| EXTRACT TO READ |
------------------------------------------------------------------------

Pumpkin spice season, spooky season … whatever you like to call this time of year, 12-foot skeletons are popping up left and right and Halloween is just around the corner, which means it’s the perfect time of year to watch horror movies. Sometimes you want a Halloween classic, but sometimes, you want something brand new.
Fortunately, October always has a robust lineup new horror movies to stream, and 2024 is no different. In fact, the first week of the month is positively packed with new streaming debuts, from a new spin on Stephen King’s beloved novel “Salem’s Lot” to the body-swap thriller Netflix dropped $17 million to acquire. Here’s your guide to all the new horror movies streaming this week.
“Salem’s Lot”
Streaming On: Max
Release Date: Oct. 3
Stephen King‘s celebrated (and rather lengthy) vampire novel “Salem’s Lot” gets a film adaptation from “Annabelle Comes Home” director and “IT” screenwriter Gary Dauberman. Naturally, King’s sprawling, detailed sketch of an entire town and its vampire plague is significantly condensed in a film that’s just shy of two hours, but that also makes for an action-packed piece of vampire cinema. Would it benefit from some time to breathe? Certainly, and book fans will no doubt mourn the characters and themes lost in the brevity, but if you’ve been craving a straightforward vampire horror movie with some rather lovely imagery and sufficiently spooky vibes, “Salem’s Lot” has you covered. My prediction is this one, like the “Fright Night” remake, will fare better with time as the sting of expectation works its way out of the conversation.
“House of Spoils”
Streaming On: Prime Video
Release Date: Oct. 3
Oscar-winning “West Side Story” star Ariana DeBose stars as an ambitious chef in a film that’s “The Bear” by way of Brujeria, “House of Spoils.” After giving up a high-paying gig in a dream kitchen, Chef heads to a dilapidated estate where she plans to start her own restaurant with the help of a nervous investor (Arian Moayed). But when the spirit of the previous owner sabotages her big deubt, Chef has to leave behind her old tricks and embrace the singular gifts of the grounds she’s working on. While it’s never terrifying, “House of Spoils” serves up some enchanting witchery and a commanding performance from DeBose.
“V/H/S Beyond”

------------------------------------------------------------------------

| PROBLEM STATEMENT |
Print the horror streaming guide above word for word, everything from "Streaming On: Max" down to "of the conversation.".

------------------------------------------------------------------------

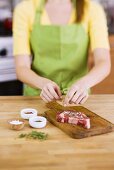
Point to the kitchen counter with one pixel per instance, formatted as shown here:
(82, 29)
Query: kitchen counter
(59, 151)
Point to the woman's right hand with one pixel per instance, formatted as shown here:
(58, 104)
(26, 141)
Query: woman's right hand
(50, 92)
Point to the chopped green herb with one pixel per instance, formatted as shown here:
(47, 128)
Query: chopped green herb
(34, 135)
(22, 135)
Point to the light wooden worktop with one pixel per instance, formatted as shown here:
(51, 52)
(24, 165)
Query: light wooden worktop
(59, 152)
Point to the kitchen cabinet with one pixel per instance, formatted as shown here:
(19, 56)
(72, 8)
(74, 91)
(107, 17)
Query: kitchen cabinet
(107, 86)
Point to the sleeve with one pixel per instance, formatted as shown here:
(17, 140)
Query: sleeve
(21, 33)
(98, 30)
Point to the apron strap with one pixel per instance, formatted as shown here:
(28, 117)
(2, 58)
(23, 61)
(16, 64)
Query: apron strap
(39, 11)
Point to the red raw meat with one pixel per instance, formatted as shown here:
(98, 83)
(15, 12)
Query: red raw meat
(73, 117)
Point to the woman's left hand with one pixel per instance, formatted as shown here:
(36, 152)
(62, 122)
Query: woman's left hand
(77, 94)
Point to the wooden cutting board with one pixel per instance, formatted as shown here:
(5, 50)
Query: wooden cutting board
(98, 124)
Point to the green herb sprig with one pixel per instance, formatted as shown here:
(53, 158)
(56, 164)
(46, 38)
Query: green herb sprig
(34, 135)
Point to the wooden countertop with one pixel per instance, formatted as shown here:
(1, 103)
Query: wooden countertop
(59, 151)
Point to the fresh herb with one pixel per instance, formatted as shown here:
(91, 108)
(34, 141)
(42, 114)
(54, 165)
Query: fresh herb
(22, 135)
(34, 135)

------------------------------------------------------------------------

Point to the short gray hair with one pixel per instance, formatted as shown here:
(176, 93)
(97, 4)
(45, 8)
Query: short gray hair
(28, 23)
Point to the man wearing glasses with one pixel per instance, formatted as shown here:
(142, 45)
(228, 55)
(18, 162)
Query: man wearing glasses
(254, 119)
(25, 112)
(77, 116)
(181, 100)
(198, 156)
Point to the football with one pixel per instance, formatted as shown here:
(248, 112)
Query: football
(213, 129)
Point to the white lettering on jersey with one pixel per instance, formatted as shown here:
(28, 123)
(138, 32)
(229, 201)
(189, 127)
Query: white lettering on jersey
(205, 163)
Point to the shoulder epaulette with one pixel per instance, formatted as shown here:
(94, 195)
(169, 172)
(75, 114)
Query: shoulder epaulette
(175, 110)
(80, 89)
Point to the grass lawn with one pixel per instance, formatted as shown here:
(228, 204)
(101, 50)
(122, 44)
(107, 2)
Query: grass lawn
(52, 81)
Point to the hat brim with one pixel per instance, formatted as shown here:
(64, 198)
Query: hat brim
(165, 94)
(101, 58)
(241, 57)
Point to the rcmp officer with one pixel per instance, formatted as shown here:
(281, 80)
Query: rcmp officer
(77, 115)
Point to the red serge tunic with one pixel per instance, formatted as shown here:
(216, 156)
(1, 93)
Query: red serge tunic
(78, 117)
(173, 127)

------------------------------------------------------------------------

| SOLUTION |
Streaming On: Max
Release Date: Oct. 3
Stephen King‘s celebrated (and rather lengthy) vampire novel “Salem’s Lot” gets a film adaptation from “Annabelle Comes Home” director and “IT” screenwriter Gary Dauberman. Naturally, King’s sprawling, detailed sketch of an entire town and its vampire plague is significantly condensed in a film that’s just shy of two hours, but that also makes for an action-packed piece of vampire cinema. Would it benefit from some time to breathe? Certainly, and book fans will no doubt mourn the characters and themes lost in the brevity, but if you’ve been craving a straightforward vampire horror movie with some rather lovely imagery and sufficiently spooky vibes, “Salem’s Lot” has you covered. My prediction is this one, like the “Fright Night” remake, will fare better with time as the sting of expectation works its way out of the conversation.